→ **Problem requirements**:
Return every entry below word for word, each line as it appears.

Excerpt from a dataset

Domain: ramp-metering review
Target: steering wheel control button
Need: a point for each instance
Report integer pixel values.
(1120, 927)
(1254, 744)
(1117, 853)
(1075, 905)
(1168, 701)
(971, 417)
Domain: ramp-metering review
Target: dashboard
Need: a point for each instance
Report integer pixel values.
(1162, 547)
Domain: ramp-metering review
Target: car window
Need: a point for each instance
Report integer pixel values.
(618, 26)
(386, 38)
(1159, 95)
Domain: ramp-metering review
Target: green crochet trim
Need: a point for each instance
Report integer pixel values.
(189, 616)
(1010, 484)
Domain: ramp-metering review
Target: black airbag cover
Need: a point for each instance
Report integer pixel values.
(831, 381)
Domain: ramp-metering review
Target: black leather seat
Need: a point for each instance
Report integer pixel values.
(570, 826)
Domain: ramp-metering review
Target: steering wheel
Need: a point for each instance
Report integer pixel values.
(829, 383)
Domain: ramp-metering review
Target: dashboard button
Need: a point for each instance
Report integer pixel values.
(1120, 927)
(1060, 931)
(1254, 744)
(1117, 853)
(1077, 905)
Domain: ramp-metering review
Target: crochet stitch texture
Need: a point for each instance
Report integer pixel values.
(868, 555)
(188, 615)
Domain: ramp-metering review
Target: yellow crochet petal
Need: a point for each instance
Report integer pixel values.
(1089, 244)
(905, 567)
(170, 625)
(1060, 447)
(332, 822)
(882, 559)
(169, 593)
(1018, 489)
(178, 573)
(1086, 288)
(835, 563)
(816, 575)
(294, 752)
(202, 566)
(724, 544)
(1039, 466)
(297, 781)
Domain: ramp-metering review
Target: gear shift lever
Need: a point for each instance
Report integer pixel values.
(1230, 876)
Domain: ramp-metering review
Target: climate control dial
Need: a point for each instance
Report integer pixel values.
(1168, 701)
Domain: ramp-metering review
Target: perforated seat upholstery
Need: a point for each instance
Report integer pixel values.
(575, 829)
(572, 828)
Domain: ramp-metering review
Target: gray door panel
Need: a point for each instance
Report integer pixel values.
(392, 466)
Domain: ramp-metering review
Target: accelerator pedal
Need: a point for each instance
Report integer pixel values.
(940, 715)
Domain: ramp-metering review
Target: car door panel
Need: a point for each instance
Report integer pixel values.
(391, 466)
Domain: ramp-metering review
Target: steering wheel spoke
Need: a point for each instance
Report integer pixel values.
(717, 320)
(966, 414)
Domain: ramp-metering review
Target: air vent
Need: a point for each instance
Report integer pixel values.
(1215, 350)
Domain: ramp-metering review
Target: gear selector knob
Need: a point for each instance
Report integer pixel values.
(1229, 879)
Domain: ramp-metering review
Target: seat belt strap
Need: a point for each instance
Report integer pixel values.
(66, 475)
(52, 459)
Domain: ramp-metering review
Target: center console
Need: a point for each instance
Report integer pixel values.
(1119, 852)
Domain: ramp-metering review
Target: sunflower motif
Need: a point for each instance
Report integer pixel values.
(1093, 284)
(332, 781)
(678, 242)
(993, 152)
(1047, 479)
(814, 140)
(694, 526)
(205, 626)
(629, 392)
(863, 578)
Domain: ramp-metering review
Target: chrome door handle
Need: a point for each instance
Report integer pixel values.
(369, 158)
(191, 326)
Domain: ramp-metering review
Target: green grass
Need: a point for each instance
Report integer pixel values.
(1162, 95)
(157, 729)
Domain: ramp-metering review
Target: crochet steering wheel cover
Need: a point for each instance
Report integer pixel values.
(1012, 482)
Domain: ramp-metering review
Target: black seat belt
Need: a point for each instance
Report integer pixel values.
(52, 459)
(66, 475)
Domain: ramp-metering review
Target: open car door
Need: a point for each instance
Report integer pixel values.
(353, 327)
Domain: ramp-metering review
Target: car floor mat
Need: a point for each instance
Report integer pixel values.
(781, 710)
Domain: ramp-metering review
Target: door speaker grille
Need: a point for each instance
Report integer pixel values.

→ **Response to this task**:
Domain: ramp-metering review
Target: steering wheel control button
Need: a point for each instance
Report integer pixel values.
(1120, 927)
(1254, 744)
(1117, 853)
(1075, 905)
(1168, 701)
(971, 417)
Domain: ramp-metering review
Target: dashboard
Need: a point for each instance
Report integer pixel values.
(1162, 547)
Domain: ramp-metering review
Target: car window
Need: a point for each instance
Report integer pixel values.
(618, 26)
(386, 38)
(1159, 95)
Domain: ramp-metering review
Target: green crochet trim
Need: a point for each instance
Report integer pixel values.
(189, 616)
(1010, 484)
Domain: ramp-metering review
Target: black airbag cover
Need: a point for each instance
Report integer pixel values.
(831, 381)
Domain: ramp-metering review
Target: black leather seat
Need: a point for each instance
Report integer pixel values.
(570, 826)
Domain: ramp-metering review
Target: steering wheel
Need: a point for each instance
Report integer pixel values.
(829, 383)
Domain: ramp-metering review
Target: dashboard button
Need: a point for each instance
Report integer pixel values.
(1120, 927)
(1060, 931)
(1254, 744)
(1117, 853)
(1077, 905)
Domain: ramp-metering review
Target: crochet stitch texture
Need: a point for each instance
Report integer pixel values.
(868, 555)
(188, 615)
Domain: ramp-metering review
Target: yellow crochet petal
Need: a point for each instance
Report integer pixel values.
(1089, 244)
(905, 567)
(170, 625)
(1060, 447)
(332, 822)
(882, 559)
(169, 593)
(1018, 489)
(178, 573)
(1086, 288)
(835, 563)
(816, 575)
(294, 752)
(202, 566)
(724, 544)
(1039, 466)
(297, 781)
Domain: ramp-metering review
Target: gear shift lever
Need: a point for each instance
Report integer pixel values.
(1230, 876)
Domain: ramp-metering review
Target: climate control dial
Need: a point for each instance
Report integer pixel values.
(1168, 701)
Domain: ramp-metering review
Target: perforated seat upholstery
Need: a point for each instance
Report integer pixel values.
(575, 829)
(572, 828)
Domain: ramp-metering review
Target: gray door panel
Need: a point for each instance
Report integer pixel values.
(392, 466)
Domain: ramp-metering review
Target: accelerator pedal
Need: a point for each instance
Report integer pixel values.
(940, 715)
Domain: ramp-metering review
Target: car door panel
Need: a point for each instance
Report integer pixel values.
(391, 466)
Domain: ramp-metering review
Target: steering wheel spoke
Need: a point for each instance
Report integer pixel values.
(717, 320)
(966, 414)
Domain: ramp-metering review
Target: air vent
Need: a point for each instance
Report integer pixel values.
(1215, 350)
Domain: ramp-metering review
Target: gear selector knob
Need: a point for each instance
Report integer pixel values.
(1229, 879)
Domain: ramp-metering review
Target: seat belt strap
Need: a point for each instance
Report integer pixel values.
(66, 475)
(52, 459)
Domain: ramp-metering review
Target: center console
Need: a point for each instance
Report integer pixel values.
(1119, 852)
Domain: ramp-metering review
Target: sunflower motif
Need: a point for each instance
Report integer pixel values.
(1093, 284)
(332, 781)
(678, 242)
(993, 152)
(1047, 479)
(814, 140)
(694, 526)
(205, 626)
(629, 392)
(863, 578)
Domain: ramp-metering review
Target: chrome door handle
Need: a point for each instance
Report integer pixel values.
(369, 158)
(191, 326)
Domain: ramp-metering review
Target: green grass
Need: a point for each instance
Report integer pixel values.
(1162, 95)
(157, 729)
Domain: ramp-metering review
Target: crochet steering wheel cover
Need: a point for each instance
Report integer pixel values.
(1012, 482)
Domain: ramp-metering review
Target: black seat belt
Need: a point for each instance
Report integer pixel values.
(52, 459)
(66, 475)
Domain: ramp-metering review
Target: open car door
Need: a point for each instance
Report integer pixel values.
(353, 327)
Domain: ramp-metering review
Target: car floor mat
Need: a point for each instance
Report integer pixel values.
(781, 710)
Domain: ramp-metering review
Target: door speaker grille
Need: a point for each instance
Report integer pixel values.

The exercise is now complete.